======== MATERIAL PROVIDED

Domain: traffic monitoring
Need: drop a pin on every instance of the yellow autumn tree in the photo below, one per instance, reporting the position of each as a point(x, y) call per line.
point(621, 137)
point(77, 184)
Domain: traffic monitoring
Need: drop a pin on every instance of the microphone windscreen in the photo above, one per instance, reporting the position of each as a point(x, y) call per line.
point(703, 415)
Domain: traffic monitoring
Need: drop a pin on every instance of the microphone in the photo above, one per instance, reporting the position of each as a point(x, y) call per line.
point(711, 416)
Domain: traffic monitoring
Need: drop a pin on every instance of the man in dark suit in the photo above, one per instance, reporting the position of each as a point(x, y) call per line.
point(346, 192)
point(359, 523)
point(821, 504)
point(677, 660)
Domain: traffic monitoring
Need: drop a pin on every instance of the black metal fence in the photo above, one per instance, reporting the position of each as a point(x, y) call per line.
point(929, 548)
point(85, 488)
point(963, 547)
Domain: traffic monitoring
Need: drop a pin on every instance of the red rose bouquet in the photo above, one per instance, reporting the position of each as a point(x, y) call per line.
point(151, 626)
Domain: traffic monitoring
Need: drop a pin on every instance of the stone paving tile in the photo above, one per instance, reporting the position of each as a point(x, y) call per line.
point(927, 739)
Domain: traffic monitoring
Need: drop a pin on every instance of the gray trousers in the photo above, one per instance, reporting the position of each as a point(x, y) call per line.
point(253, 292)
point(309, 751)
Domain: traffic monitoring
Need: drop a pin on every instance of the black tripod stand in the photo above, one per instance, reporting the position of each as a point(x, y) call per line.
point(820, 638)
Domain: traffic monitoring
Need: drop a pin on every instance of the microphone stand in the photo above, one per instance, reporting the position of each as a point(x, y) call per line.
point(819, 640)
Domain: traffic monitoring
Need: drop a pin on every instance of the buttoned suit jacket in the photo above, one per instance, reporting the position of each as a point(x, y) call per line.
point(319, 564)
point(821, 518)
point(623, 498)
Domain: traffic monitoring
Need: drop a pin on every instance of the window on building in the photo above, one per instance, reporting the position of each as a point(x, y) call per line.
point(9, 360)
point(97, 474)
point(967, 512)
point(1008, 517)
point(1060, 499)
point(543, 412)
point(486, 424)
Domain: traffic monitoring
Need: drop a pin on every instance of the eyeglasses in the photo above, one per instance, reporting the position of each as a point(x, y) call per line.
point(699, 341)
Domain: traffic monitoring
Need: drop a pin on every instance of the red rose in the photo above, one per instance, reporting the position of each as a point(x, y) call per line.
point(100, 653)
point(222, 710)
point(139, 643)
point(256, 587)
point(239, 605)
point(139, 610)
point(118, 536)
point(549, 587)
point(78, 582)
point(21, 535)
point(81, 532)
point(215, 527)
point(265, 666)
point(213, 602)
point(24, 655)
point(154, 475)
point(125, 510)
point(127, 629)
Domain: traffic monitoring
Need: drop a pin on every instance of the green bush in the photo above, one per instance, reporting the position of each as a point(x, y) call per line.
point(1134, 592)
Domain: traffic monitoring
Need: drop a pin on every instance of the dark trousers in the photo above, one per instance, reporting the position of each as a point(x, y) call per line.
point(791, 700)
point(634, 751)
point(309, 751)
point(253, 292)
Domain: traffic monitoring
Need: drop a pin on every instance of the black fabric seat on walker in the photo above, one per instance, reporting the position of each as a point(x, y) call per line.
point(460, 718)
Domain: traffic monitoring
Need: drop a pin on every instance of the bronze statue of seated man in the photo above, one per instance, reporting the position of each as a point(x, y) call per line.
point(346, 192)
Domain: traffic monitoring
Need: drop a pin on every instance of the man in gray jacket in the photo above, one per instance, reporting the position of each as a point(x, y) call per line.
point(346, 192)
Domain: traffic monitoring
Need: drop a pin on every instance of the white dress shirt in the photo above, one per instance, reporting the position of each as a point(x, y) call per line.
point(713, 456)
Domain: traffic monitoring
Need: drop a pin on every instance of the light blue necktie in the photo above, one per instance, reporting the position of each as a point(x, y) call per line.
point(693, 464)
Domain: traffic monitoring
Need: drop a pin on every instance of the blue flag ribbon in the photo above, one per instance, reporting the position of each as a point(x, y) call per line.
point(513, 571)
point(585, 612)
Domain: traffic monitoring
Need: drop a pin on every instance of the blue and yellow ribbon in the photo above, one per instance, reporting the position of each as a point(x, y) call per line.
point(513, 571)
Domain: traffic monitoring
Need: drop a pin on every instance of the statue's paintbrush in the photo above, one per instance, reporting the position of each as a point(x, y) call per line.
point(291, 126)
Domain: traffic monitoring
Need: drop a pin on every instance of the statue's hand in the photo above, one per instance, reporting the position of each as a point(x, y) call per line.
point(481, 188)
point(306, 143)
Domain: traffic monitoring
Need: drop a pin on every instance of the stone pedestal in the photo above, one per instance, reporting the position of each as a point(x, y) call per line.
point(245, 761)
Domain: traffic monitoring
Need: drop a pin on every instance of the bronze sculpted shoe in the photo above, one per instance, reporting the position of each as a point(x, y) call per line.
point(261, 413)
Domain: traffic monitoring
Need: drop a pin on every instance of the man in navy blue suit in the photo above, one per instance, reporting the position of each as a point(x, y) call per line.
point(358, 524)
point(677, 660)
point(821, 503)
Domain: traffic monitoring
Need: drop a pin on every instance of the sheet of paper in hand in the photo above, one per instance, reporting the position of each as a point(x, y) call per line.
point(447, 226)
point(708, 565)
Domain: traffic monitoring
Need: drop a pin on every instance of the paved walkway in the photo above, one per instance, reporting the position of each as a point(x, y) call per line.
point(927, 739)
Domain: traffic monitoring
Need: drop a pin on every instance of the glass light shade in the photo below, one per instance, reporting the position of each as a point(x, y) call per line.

================

■ **PROBLEM REQUIREMENTS**: In full and word for word, restate the data.

■ **YOUR RESPONSE**:
Domain: traffic monitoring
Need: drop a pin on every instance of the yellow autumn tree in the photo below, one per instance, reporting the position of each as a point(x, y) call per line.
point(621, 137)
point(77, 184)
Domain: traffic monitoring
Need: drop a pin on every instance of the microphone windscreen in the photo above, one per instance, reporting the position of each as a point(x, y) call per line.
point(703, 415)
Domain: traffic monitoring
Need: drop a pin on every instance of the microphone in the photo above, one per instance, reporting the position of each as a point(x, y) call per line.
point(711, 416)
Domain: traffic monitoring
Need: drop a pin on every instance of the man in dark suit in the photo above, one per instance, reporting the position of each as a point(x, y) call per line.
point(346, 192)
point(359, 523)
point(821, 504)
point(677, 660)
Domain: traffic monitoring
Need: drop a pin on every instance of the black metal fence in the photo above, one per instance, reporting the position of each as a point(x, y) call per line.
point(929, 548)
point(85, 488)
point(963, 547)
Domain: traffic monitoring
Need: drop a pin on every instance of the red rose bouquet in the photo above, one per instance, reporting the position of each as a point(x, y) call per line.
point(151, 626)
Domain: traffic monitoring
Need: drop a pin on every instance of the stone paving tile in the photo above, one per instance, reporting the position of each as a point(x, y) call per line.
point(927, 739)
Domain: traffic monitoring
Need: drop a pin on every instance of the gray trousers in the photo above, one per instance, reporting the position of each as a point(x, y) call per line.
point(253, 292)
point(309, 751)
Domain: traffic monitoring
Need: drop a pin on every instance of the black tripod stand in the photo above, one per instance, reporting the position of each as a point(x, y) call per line.
point(820, 638)
Domain: traffic monitoring
Need: drop a pin on every instance of the microphone stand in the photo above, one per instance, reporting the position of each as a point(x, y) call per line.
point(819, 640)
Domain: traffic monitoring
Need: drop a pin on every instance of the buttoned suit jacket in the photo above, one per instance, reporting the position of each as a point(x, y) call per line.
point(319, 564)
point(821, 518)
point(623, 498)
Domain: traffic monitoring
Need: drop a pin on every instance of the window on building in the photo above, one per instance, reporting the position of each as a point(x, y) call per line.
point(9, 360)
point(97, 474)
point(967, 512)
point(1008, 517)
point(1060, 499)
point(543, 412)
point(486, 424)
Domain: traffic monitoring
Need: drop a pin on every instance of the eyeglasses in the photo above, one per instance, reporting the position of each as a point(x, y) call per line.
point(699, 341)
Domain: traffic monitoring
Need: drop a pin on every instance of the red rose in the photo above, one per instance, reporting the position of each as a point(x, y) call per line.
point(100, 653)
point(222, 710)
point(139, 643)
point(256, 587)
point(239, 605)
point(139, 610)
point(118, 536)
point(549, 587)
point(78, 582)
point(21, 535)
point(81, 532)
point(215, 527)
point(265, 666)
point(213, 602)
point(24, 655)
point(154, 475)
point(125, 510)
point(127, 629)
Domain: traffic monitoring
Need: drop a pin on every instance of the green bush in the photo above, one per instance, reporting the position of each as a point(x, y) call per line.
point(1134, 592)
Domain: traffic monitoring
Need: drop a pin on every instance of the dark trousers in the photo above, one per instance, reporting the position of each as a point(x, y) call per line.
point(791, 700)
point(634, 751)
point(309, 751)
point(253, 292)
Domain: traffic monitoring
Need: drop a pin on every instance of the black fabric seat on walker in the photo above, one per instance, reporting the position of each as a point(x, y) call per line.
point(460, 718)
Domain: traffic monitoring
Need: drop a pin on every instance of the bronze statue of seated man in the photo above, one per instance, reporting the position of each as a point(x, y) call per line.
point(346, 192)
Domain: traffic monitoring
Need: drop a pin on every instance of the man in gray jacket in the photo above, one per instance, reporting the position of each as a point(x, y) call per line.
point(346, 192)
Domain: traffic monitoring
Need: drop a pin on every instance of the white dress shirt in the photo above, one per instance, reporting the position of each as a point(x, y) call per line.
point(713, 456)
Domain: traffic monitoring
Need: drop a pin on every instance of the light blue necktie in the photo above, one per instance, reporting the position of each as a point(x, y) call per line.
point(693, 464)
Domain: traffic monitoring
Need: drop a pin on every instance of the blue flag ribbon in the photo above, one per instance, reporting the position of each as a point(x, y) call per line.
point(513, 571)
point(585, 612)
Domain: traffic monitoring
Need: drop a pin on every instance of the blue and yellow ribbon in the photo above, one per instance, reporting the position of each as a point(x, y) call per line.
point(513, 571)
Domain: traffic monitoring
Need: drop a pin on every instance of the statue's paintbrush in the photo above, one per instance, reporting the position of each as a point(x, y) call per line.
point(291, 126)
Domain: traffic monitoring
Need: drop a pin on every instance of the statue's hand in the photo above, one per instance, reporting the position of each as a point(x, y) call per line.
point(481, 188)
point(306, 143)
Domain: traffic monitoring
Need: drop a pin on every instance of the stone pedestal in the photo above, one per instance, reporting the position of each as a point(x, y) call per line.
point(245, 761)
Domain: traffic monitoring
Need: drop a pin on every instance of the bronze sculpted shoe in the photo above, one per instance, reporting the position of each as a point(x, y) call per line.
point(261, 413)
Domain: traffic monitoring
Need: drop a pin on every instance of the man in navy blue suit in the photo above, one per instance, reporting the position of each as a point(x, y) call per line.
point(358, 524)
point(677, 660)
point(821, 503)
Domain: traffic monitoring
Need: drop a pin on every instance of the sheet of paper in hand in the photo above, one per instance, reporting the position of each as a point(x, y) call per line.
point(447, 226)
point(708, 565)
Domain: traffic monitoring
Need: drop a pin on every instance of the paved walkway in the photo above, one per instance, reporting the position of each as a point(x, y) call per line.
point(927, 739)
Domain: traffic monitoring
Need: drop a pin on every instance of the glass light shade in the photo below, one per instance, reporting the position of each as a point(x, y) call per line.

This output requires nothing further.